***** The data

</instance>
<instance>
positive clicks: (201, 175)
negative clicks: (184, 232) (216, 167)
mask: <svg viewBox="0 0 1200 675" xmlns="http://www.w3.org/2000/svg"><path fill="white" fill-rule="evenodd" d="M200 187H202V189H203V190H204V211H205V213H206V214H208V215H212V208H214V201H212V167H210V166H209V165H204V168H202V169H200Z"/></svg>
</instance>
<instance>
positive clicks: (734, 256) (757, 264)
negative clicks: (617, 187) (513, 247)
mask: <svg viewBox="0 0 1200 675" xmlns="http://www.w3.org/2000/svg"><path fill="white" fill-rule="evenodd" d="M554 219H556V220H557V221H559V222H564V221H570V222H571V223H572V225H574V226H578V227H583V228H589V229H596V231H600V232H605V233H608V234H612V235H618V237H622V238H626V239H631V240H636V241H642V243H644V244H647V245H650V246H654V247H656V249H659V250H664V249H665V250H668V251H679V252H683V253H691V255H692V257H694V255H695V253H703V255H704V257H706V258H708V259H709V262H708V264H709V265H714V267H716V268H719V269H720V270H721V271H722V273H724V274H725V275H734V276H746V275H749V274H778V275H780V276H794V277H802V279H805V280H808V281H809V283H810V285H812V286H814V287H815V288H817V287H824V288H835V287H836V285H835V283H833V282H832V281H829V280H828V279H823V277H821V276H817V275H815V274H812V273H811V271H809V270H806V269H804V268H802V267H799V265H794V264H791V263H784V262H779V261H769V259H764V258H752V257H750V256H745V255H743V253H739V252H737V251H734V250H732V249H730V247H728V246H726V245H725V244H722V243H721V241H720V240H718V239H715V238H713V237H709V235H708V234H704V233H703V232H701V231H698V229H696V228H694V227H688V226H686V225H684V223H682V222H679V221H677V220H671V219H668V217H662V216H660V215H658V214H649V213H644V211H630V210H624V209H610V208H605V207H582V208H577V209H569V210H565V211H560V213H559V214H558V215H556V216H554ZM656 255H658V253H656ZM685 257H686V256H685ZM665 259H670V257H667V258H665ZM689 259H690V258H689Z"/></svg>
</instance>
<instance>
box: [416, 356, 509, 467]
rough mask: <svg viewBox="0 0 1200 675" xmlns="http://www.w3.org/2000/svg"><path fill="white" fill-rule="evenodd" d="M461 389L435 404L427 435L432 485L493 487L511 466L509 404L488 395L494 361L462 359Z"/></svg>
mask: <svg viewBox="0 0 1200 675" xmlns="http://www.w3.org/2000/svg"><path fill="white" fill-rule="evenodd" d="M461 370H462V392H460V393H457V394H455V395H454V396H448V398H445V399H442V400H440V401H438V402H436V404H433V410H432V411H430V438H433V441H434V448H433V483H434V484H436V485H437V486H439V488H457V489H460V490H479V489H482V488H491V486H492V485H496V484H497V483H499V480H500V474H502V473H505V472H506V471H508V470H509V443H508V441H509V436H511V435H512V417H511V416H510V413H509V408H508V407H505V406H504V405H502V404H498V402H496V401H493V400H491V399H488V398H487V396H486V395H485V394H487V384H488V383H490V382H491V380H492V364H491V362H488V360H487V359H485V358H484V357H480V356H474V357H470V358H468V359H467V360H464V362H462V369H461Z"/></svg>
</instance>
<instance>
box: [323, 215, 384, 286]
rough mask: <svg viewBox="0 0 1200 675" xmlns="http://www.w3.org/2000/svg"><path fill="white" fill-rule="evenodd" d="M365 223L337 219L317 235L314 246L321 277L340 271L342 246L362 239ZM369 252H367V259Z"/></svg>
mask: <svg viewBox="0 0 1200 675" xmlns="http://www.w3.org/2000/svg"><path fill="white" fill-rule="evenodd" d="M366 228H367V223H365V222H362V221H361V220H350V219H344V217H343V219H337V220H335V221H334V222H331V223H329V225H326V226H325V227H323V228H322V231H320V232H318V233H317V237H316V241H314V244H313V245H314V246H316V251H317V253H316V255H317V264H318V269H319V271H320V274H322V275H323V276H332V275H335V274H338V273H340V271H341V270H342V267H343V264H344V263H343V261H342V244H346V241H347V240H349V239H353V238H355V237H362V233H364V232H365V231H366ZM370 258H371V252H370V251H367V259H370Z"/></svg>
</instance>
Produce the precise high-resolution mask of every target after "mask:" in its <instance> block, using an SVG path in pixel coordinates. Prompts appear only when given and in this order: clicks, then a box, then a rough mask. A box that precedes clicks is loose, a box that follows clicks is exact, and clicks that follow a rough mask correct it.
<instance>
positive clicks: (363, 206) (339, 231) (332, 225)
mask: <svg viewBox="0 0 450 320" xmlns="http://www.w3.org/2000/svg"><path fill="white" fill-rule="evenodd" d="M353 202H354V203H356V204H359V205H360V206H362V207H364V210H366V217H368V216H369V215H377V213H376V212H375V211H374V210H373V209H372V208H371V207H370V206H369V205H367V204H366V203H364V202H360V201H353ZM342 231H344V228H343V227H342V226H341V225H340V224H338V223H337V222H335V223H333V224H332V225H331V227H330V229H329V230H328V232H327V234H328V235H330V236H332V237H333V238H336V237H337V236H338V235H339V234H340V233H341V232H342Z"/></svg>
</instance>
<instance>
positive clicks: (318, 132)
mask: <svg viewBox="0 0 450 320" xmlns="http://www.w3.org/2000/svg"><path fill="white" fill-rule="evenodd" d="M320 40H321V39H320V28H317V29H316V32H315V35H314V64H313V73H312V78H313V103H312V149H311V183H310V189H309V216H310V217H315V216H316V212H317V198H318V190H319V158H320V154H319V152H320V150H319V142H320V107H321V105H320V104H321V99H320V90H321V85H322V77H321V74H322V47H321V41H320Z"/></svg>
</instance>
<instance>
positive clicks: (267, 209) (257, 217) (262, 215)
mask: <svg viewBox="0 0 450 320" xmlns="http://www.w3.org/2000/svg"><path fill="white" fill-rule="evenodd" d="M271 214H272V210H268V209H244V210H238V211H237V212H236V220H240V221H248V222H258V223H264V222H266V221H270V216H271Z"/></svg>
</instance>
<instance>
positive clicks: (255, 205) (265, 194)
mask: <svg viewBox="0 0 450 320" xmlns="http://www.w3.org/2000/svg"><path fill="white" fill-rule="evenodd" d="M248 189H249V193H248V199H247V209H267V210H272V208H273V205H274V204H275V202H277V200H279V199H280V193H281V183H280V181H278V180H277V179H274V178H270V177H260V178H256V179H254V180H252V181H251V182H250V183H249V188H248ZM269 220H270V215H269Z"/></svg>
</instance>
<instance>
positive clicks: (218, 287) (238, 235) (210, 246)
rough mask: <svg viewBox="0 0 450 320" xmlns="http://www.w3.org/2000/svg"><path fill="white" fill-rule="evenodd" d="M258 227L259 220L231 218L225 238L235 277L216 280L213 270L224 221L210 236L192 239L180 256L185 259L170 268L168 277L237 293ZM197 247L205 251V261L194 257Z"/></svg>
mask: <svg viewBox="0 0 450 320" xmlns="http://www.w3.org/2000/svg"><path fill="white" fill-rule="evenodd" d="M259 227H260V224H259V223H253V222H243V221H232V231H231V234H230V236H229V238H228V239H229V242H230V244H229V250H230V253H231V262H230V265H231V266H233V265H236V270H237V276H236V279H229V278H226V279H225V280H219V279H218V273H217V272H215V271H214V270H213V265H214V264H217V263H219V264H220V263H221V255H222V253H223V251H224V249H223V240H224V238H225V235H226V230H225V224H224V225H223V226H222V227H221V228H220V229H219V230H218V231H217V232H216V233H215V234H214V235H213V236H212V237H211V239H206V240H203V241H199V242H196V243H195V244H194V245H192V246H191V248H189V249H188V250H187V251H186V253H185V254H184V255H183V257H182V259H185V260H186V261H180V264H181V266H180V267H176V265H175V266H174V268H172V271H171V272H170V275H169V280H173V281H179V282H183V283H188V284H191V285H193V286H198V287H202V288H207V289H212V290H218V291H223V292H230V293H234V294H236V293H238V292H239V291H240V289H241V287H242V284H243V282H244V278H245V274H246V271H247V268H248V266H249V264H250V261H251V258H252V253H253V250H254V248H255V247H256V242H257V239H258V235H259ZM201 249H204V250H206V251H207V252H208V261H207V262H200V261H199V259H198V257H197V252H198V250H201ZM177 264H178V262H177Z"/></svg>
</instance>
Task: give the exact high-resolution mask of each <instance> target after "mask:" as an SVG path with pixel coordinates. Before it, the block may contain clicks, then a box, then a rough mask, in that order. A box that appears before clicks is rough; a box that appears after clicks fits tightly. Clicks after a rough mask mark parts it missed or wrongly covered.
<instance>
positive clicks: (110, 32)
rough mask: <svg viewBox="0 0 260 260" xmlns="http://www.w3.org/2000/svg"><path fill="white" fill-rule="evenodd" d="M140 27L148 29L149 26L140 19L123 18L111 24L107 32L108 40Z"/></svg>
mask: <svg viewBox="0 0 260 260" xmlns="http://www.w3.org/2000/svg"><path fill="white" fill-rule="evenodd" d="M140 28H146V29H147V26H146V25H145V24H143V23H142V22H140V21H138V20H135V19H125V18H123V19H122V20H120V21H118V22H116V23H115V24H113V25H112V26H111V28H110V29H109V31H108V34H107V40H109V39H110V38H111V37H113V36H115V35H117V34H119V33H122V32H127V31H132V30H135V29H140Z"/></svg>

**********

**About this exercise**
How many lines of the listing above contain the string "rough"? Reply with the number alone.

**The answer**
6